Given problem:
Carry on the biographical passage about the woman caught between East and West, picking up right after its final sentence.
— start Page text —
She was called unstable. The historian Robert Tucker remarked that “despite everything, she was, in some sense, like her father.” 3And yet it’s astonishing how little she resembled her father. She did not believe in violence. She had a risk taker’s resilience, a commitment to life, and an unexpected optimism, even though her life spanned the brutalities of the twentieth century in the most heartrending of ways, giving her a knowledge of the dark side of human experience, which few people are ever forced to confront. Caught between two worlds in the Cold War power struggles between East and West, she was served well by neither side. She had to slowly learn how the West functioned. The process of her education is fascinating and often sad.
— end Page text —
— start Stored data —
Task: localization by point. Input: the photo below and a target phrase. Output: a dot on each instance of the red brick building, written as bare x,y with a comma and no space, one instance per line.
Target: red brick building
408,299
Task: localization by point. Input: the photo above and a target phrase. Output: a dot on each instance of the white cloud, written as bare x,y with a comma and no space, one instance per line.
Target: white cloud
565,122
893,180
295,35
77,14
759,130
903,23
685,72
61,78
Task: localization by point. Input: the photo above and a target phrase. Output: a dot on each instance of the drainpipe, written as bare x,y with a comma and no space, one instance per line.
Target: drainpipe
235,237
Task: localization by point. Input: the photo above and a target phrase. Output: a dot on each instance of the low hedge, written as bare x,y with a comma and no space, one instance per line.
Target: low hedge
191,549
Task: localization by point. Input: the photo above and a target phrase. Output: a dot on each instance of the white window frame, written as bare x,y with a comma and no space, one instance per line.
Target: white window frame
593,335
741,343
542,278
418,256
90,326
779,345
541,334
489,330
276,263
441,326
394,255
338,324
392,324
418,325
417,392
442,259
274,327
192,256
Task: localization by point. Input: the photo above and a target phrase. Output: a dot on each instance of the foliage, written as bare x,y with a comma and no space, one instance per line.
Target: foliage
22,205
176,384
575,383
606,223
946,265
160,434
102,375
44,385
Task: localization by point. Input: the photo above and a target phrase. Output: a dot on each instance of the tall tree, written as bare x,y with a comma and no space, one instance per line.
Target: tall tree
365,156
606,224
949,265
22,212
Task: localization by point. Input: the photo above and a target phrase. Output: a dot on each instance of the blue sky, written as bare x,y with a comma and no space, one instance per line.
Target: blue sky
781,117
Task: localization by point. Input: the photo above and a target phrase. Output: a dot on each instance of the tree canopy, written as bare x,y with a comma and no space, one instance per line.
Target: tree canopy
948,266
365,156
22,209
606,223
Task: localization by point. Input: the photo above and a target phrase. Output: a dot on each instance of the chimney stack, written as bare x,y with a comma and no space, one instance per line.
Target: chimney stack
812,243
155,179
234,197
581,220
— end Stored data —
Written answer:
Alliluyeva had as much trouble explaining her father as anyone else did. Her attitude toward Stalin was paradoxical. She unequivocally rejected his crimes, yet he was the father who, in her childhood memory, was loving—until he wasn’t. She sought, with only partial success, to understand what motivated his brutal policies. “I don’t believe he ever suffered any pangs of conscience; I don’t think he ever experienced them. But he was not happy, either, having reached the ultimate in his desires by killing many, crushing others, and being admired by some.” 4

However, she warned that to dismiss him as simply monstrous would be a grave error. The question is what happens to a human being in his private life and within a particular political system that dictates such a history. She always insisted that her father never acted alone. He had thousands of accomplices.

Svetlana Alliluyeva imagined that in the West she could construct a private life as a writer and find someone with whom she could share it. Despite valiant efforts, she believed she had failed, though others are not so sure. It’s astonishing that she survived at all.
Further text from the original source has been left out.